▶ **SOURCE DOCUMENT**
Fusivoluta is a genus of sea snails and marine gastropod mollusks in the family Volutidae.

==Species==
Species within the genus Fusivoluta include:
- Fusivoluta anomala (Martens, 1902)
- Fusivoluta barnardi Rehder, 1969
- Fusivoluta blaizei (Barnard, 1959)
- Fusivoluta clarkei Rehder, 1969
- Fusivoluta decussata Barnard, 1959
- Fusivoluta lemaitrei Poppe, 1992
- Fusivoluta profundorum Bail & Puillandre, 2012
- Fusivoluta pyrrhostoma (Watson, 1882)
- Fusivoluta sculpturata (Tomlin, 1945)
- Fusivoluta wesselsi Kilburn, 1980
- Species brought into synonymy
- Fusivoluta aikeni Lussi, 2011: synonym of Belomitra aikeni (Lussi, 2011) (original combination)
- Fusivoluta capensis (Thiele, 1925): synonym of Glypteuthria capensis Thiele, 1925
- Fusivoluta elegans Barnard, 1959: synonym of Exilia elegans (Barnard, 1959) (original combination)

==Distribution==
This marine genus is restricted to southern African waters and adjacent areas.

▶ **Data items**
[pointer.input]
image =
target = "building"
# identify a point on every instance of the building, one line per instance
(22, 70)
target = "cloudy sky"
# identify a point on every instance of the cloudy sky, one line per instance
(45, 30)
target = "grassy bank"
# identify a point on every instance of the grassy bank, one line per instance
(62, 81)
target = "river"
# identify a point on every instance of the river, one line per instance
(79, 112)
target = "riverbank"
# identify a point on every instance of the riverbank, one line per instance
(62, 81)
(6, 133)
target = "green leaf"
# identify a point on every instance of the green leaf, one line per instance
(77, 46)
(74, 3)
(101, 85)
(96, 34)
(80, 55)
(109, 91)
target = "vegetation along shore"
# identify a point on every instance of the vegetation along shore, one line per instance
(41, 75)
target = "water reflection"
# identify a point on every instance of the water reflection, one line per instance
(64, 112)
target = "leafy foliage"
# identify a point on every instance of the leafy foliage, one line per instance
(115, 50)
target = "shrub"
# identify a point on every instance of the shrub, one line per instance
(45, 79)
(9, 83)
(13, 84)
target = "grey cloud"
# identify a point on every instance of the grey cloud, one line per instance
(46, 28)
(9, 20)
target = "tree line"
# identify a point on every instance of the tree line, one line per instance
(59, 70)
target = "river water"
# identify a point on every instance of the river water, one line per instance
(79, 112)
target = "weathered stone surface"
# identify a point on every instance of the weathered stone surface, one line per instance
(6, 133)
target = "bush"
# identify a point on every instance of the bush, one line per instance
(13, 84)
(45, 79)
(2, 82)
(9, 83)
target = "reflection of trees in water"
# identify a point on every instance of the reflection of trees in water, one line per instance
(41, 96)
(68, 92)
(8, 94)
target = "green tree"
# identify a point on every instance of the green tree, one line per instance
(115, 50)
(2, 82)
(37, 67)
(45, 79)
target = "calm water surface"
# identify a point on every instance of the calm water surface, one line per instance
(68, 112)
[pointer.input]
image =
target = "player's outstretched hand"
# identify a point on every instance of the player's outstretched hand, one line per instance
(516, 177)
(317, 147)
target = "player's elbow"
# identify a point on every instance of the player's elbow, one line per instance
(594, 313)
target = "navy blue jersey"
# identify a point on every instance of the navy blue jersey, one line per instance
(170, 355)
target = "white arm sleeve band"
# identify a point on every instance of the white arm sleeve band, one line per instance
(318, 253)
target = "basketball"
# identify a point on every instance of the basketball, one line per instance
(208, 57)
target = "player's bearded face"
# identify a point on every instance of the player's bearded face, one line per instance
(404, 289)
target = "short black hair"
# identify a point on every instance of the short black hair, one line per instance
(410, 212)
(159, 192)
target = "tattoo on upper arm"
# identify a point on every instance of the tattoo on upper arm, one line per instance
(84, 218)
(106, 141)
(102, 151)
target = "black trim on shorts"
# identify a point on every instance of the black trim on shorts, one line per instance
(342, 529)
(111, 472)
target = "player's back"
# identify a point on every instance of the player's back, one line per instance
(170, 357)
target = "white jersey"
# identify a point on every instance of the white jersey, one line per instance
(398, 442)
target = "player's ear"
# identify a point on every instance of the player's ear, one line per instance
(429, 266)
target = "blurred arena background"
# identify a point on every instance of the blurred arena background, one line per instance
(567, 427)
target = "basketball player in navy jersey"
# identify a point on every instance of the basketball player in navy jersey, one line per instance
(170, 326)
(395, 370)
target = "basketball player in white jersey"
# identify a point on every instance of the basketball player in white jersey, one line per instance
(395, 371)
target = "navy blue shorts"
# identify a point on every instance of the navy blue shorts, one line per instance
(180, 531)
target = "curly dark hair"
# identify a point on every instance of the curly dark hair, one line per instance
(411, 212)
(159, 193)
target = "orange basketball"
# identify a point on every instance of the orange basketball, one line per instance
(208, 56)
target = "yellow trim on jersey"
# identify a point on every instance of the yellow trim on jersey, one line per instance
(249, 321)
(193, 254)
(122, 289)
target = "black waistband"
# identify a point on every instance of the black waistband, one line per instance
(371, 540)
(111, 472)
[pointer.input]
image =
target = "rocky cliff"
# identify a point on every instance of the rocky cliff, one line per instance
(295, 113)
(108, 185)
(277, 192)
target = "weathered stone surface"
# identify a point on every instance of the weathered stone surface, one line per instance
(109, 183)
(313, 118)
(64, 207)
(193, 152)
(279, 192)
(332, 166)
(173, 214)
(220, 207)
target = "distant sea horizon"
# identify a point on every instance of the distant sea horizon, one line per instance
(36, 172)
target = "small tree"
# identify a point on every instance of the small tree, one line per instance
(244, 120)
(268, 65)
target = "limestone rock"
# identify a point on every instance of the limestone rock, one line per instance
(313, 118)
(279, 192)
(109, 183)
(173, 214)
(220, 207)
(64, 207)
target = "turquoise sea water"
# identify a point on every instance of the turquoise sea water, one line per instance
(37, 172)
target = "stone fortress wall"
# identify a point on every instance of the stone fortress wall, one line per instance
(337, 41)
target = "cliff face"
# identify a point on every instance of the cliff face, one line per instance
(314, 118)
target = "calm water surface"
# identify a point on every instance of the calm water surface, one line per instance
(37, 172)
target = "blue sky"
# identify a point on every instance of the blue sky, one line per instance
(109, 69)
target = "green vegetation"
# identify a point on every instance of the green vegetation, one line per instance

▶ **USING THE INFORMATION**
- a) Which names does the Fusivoluta article list as species brought into synonymy? Give each with its author and year.
- b) Answer these about the Fusivoluta article:
(i) In which family is the genus placed?
(ii) Who named Fusivoluta lemaitrei, and in what year?
(iii) To which waters is the genus restricted?
- c) Extract the passage of the Fusivoluta article starting with "- Fusivoluta barnardi" and going on through "2011) (original combination)".
The material has no connection to the text about Fusivoluta.

▶ **EXERCISE RESULTS**
- a)
- Fusivoluta aikeni Lussi, 2011
- Fusivoluta capensis (Thiele, 1925)
- Fusivoluta elegans Barnard, 1959

- b)
(i) Volutidae
(ii) Poppe, 1992
(iii) Southern African waters and adjacent areas

- c)
- Fusivoluta barnardi Rehder, 1969
- Fusivoluta blaizei (Barnard, 1959)
- Fusivoluta clarkei Rehder, 1969
- Fusivoluta decussata Barnard, 1959
- Fusivoluta lemaitrei Poppe, 1992
- Fusivoluta profundorum Bail & Puillandre, 2012
- Fusivoluta pyrrhostoma (Watson, 1882)
- Fusivoluta sculpturata (Tomlin, 1945)
- Fusivoluta wesselsi Kilburn, 1980
- Species brought into synonymy
- Fusivoluta aikeni Lussi, 2011: synonym of Belomitra aikeni (Lussi, 2011) (original combination)